OBJECTIVE:
Rewrite the lines from the one containing "For every instance of the pink" through the end of the records, keeping every request and adding 133 to each coordinate in the answers.

[Coordinate annotation entries]
begin

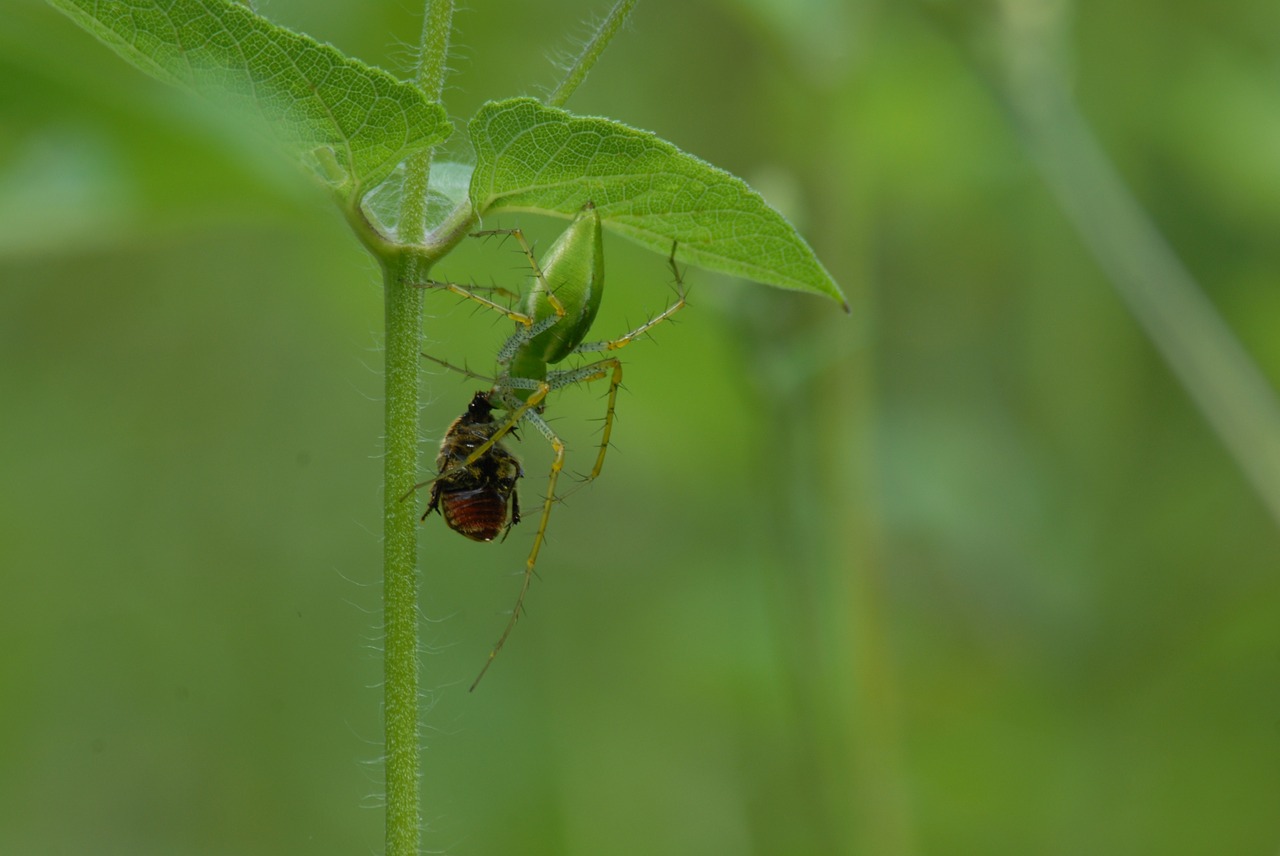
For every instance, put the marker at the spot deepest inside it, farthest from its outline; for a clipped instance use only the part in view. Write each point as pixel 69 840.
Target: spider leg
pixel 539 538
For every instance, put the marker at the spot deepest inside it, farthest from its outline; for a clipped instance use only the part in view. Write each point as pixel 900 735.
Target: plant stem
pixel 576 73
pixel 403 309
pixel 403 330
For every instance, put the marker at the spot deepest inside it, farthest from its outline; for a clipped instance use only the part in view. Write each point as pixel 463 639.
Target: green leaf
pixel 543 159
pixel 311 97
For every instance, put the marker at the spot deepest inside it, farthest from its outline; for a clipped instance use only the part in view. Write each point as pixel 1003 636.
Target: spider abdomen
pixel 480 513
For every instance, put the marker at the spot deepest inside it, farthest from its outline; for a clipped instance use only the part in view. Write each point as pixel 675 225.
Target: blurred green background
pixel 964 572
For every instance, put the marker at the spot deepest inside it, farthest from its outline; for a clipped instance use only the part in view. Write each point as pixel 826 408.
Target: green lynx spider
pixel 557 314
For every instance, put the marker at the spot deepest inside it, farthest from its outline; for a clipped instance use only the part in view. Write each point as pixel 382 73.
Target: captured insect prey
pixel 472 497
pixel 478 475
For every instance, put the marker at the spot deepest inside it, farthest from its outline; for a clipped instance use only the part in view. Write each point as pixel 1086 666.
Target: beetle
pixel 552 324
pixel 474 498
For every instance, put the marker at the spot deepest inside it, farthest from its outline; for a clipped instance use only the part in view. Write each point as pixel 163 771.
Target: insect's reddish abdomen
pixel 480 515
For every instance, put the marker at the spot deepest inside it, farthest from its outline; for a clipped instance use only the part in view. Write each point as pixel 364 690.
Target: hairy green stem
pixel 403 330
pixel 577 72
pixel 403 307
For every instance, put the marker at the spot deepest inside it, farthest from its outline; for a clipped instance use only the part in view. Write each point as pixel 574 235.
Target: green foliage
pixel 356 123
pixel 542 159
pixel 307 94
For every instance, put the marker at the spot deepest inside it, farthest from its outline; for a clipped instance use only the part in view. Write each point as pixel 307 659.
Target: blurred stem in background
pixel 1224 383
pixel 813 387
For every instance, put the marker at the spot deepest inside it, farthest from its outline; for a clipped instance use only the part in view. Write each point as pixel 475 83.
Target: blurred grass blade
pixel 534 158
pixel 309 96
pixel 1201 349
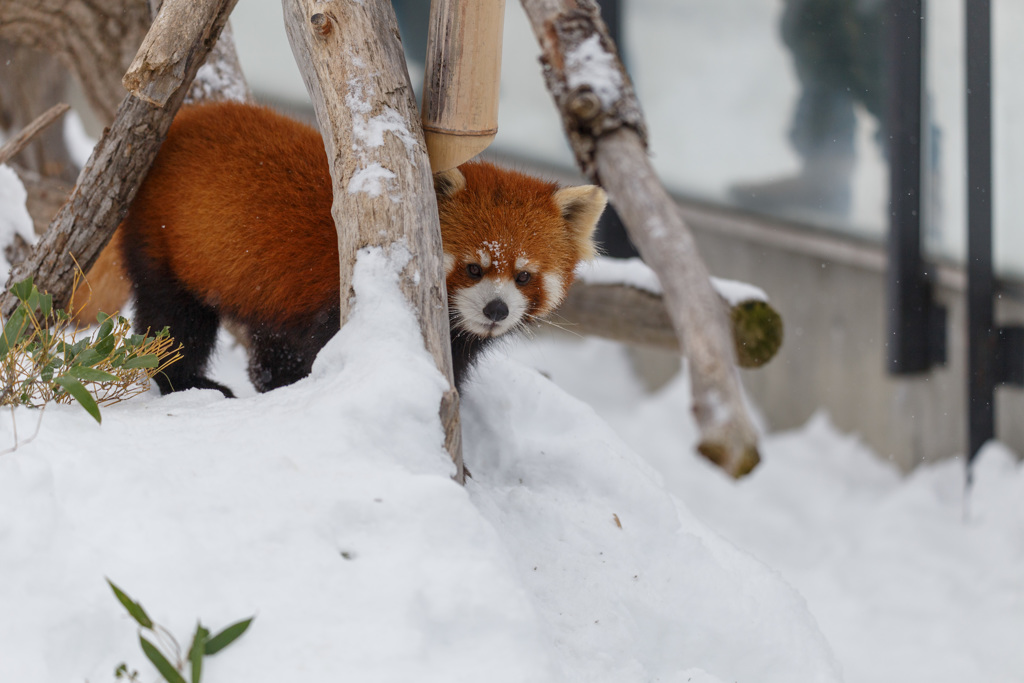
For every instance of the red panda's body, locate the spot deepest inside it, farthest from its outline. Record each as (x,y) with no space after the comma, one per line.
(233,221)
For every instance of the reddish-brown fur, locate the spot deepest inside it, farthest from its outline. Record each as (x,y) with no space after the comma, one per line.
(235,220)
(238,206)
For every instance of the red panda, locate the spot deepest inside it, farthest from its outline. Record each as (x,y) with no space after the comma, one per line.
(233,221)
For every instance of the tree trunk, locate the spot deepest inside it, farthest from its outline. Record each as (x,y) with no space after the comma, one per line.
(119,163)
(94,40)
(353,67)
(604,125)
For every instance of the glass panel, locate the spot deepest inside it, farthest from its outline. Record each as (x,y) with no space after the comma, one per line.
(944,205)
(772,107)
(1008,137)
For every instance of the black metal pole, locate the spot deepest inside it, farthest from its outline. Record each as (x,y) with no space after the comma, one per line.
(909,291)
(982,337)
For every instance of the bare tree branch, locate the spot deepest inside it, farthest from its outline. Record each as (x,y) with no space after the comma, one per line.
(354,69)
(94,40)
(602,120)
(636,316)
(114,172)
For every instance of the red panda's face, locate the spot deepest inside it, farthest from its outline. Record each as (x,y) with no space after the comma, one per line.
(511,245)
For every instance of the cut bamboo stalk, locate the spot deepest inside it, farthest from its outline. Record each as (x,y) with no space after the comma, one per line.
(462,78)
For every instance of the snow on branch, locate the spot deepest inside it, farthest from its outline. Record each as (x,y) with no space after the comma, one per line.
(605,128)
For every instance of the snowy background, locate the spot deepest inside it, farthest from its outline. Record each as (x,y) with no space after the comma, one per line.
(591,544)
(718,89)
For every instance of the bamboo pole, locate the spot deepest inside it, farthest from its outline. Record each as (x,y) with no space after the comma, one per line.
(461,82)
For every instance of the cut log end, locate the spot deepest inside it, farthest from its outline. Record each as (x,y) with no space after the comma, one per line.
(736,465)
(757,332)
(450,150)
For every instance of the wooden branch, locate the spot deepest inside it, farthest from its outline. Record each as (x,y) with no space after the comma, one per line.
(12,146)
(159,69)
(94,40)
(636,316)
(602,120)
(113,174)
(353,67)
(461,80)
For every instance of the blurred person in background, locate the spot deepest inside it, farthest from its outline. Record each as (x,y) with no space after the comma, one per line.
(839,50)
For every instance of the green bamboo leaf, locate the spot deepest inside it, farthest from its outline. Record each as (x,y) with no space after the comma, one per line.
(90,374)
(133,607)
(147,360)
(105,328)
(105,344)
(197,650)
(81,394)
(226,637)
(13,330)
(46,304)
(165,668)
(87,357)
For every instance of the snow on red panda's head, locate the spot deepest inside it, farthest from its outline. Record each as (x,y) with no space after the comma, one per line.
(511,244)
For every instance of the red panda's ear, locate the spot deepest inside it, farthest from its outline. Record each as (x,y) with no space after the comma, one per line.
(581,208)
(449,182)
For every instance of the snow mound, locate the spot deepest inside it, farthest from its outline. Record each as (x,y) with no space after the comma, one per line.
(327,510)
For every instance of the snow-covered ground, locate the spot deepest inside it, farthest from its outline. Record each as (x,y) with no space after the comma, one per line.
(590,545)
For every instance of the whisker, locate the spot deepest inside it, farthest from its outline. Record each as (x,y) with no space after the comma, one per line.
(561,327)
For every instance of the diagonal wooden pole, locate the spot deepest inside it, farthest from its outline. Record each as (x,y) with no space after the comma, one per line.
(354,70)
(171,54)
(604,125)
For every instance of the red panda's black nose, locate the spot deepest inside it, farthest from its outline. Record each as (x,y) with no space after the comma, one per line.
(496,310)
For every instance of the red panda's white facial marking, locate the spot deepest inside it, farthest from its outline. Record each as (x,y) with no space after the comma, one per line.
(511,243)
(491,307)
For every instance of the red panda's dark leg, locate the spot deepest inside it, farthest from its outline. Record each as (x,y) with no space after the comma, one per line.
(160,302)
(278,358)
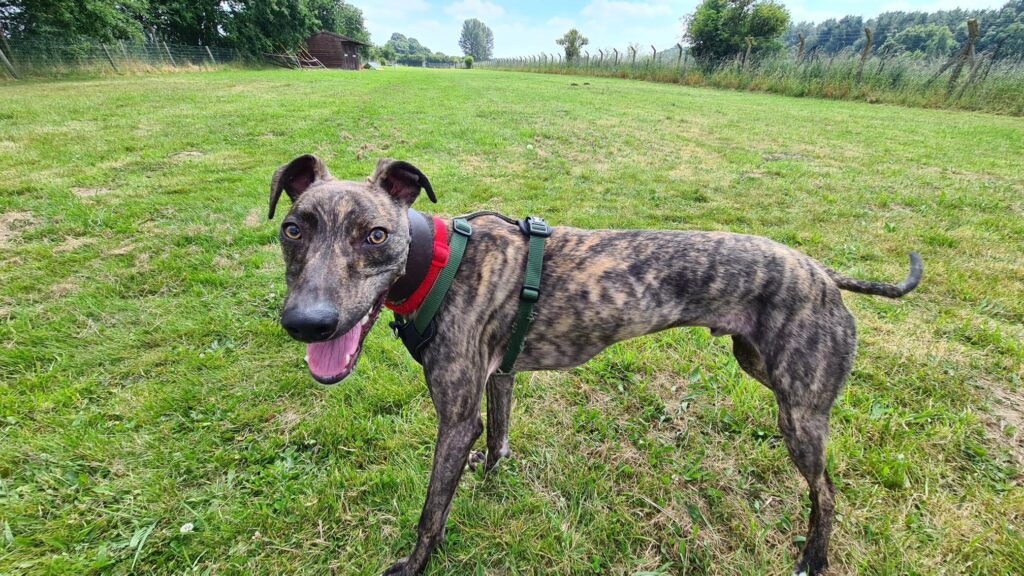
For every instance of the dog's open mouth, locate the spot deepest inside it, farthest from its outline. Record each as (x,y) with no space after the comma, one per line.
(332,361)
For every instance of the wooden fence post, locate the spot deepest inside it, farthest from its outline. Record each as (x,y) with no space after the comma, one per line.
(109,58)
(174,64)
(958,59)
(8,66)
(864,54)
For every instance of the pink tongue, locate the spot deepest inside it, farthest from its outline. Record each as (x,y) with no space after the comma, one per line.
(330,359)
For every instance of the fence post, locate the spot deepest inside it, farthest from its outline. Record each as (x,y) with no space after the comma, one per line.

end

RESULT:
For every instance of the pink tongue, locate the spot deepest inside it, farthest from its outline. Record each as (x,y) with no space after the comma, one per line.
(463,492)
For every instance of the fence post, locate the spot deepest inside it, farthest from its outline. Record each as (x,y) with no space after the comma, one per line.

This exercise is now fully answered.